• _Quoted text_:

==*==

2015/08/20

Catalonia Ready to Turn Talarn Military Academy into World-Class Institution, Learning Hub

Growing tensions in Europe and multiple American commitments elsewhere are resulting in increasing pressure on NATO European partners to upgrade their military capabilities. The Pentagon has been vocal in pressuring the UK to formally commit herself to meeting Atlantic Alliance guidelines on defence investment, but the issue goes beyond resources, involving also the political will to enact the necessary military reforms to ensure that modern, agile, deployable forces are in place. Gone are the days following the Cold War, when the Old Continent looked forward to enjoying substantial “peace dividends”, and so are the days when US taxpayers could be counted upon to underwrite European defence, while their counterparts across the Atlantic kept their money in their pockets or enjoyed a comparatively higher level of social spending. Welcome to the real world.

==*==

(Stored items from a collection)
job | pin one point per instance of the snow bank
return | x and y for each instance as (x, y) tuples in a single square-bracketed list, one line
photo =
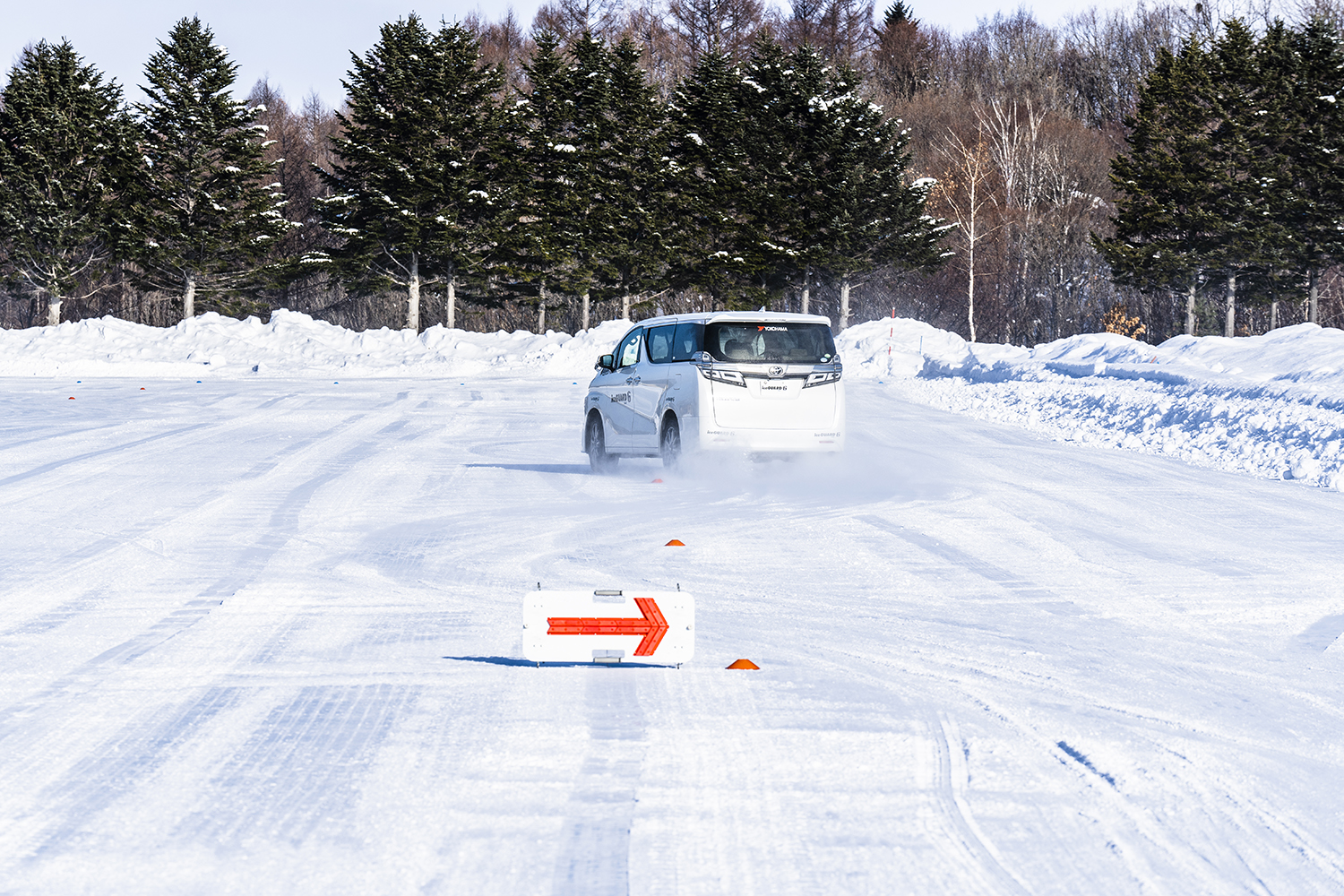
[(290, 344), (1269, 405)]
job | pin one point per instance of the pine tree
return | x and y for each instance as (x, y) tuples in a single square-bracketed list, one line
[(712, 245), (1167, 228), (65, 166), (1250, 234), (417, 190), (1304, 129), (540, 239), (828, 175), (207, 207), (636, 182)]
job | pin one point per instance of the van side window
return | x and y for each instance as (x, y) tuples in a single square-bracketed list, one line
[(660, 344), (629, 349), (687, 341)]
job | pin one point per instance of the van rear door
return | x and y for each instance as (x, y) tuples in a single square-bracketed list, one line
[(768, 403)]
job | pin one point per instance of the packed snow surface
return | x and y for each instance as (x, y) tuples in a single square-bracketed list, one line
[(263, 627), (1271, 405)]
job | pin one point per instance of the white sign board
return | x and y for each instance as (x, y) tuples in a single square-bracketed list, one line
[(609, 626)]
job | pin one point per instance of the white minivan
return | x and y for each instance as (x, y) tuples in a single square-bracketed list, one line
[(758, 383)]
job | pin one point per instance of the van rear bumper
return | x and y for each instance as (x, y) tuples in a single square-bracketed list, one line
[(771, 441)]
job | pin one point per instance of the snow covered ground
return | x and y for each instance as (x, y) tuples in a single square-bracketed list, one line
[(261, 632), (1271, 406)]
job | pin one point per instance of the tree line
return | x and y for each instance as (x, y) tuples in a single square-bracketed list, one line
[(625, 160)]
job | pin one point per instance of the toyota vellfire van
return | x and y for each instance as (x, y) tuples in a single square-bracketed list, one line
[(757, 383)]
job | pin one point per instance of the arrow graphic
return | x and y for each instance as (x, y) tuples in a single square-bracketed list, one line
[(652, 625)]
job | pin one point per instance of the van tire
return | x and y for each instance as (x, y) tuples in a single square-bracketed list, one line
[(599, 460), (669, 444)]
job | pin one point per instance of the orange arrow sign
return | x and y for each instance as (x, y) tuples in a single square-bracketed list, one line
[(652, 626)]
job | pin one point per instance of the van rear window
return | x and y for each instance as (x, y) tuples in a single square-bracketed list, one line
[(771, 343), (675, 341)]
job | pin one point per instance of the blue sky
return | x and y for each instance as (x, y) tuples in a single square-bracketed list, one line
[(301, 45)]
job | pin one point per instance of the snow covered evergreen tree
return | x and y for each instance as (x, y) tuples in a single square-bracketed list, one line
[(417, 190), (712, 239), (637, 182), (828, 188), (207, 206), (65, 164), (1166, 222), (1301, 134)]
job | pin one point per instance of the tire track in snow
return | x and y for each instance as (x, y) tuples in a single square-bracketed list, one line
[(300, 770), (961, 559), (953, 778), (113, 770), (115, 449), (594, 857), (27, 715)]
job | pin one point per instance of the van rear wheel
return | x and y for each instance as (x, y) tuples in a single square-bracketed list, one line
[(599, 460), (671, 444)]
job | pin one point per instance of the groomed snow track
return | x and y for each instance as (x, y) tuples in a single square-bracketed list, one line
[(263, 637)]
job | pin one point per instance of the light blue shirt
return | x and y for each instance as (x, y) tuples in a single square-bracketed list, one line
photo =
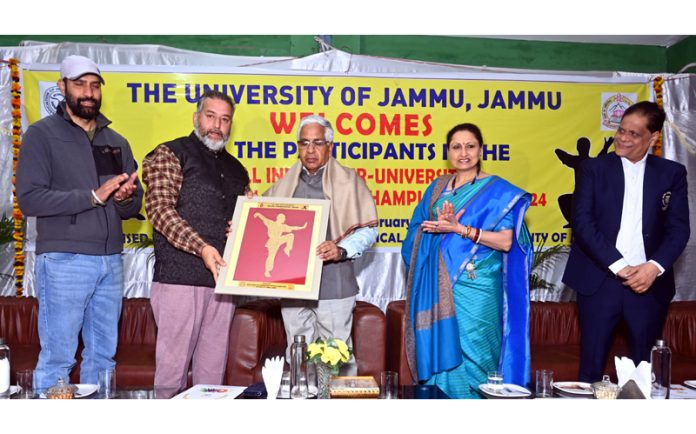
[(358, 241)]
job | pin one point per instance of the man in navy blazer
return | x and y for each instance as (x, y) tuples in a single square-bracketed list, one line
[(630, 224)]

==*==

• _Things to do_:
[1] Answer these questions about the Talarn Military Academy article:
(a) What date appears at the top?
(b) Which country has the Pentagon pressured to commit to Atlantic Alliance guidelines on defense investment?
(c) What did the Old Continent look forward to enjoying in the days following the Cold War?
[2] Please go on with the Talarn Military Academy article, starting right after its last sentence.
These lines were taken from a separate source.

• _Answers_:
[1]
(a) 2015/08/20
(b) The UK
(c) Substantial "peace dividends"

[2]
Catalonia is not alien to these trends. With freedom comes responsibility, and anybody seeking the former must not only undertake the latter, but be seen by partners and allies to be doing so. On 30 June, the director of research at RUSI (one of London's two foremost defence and security think-tanks), said that “Independence (and UN membership) necessarily involves having capability of own armed forces”. Speaking at a conference organized by Diplocat, Catalonia's public diplomacy agency, at Cambridge University on 30 June, Dr Malcolm Chalmers added “we'd prob see Spain and Catalonia as members of every club possible”, in a thinly-veiled reference to NATO and ad-hoc coalitions.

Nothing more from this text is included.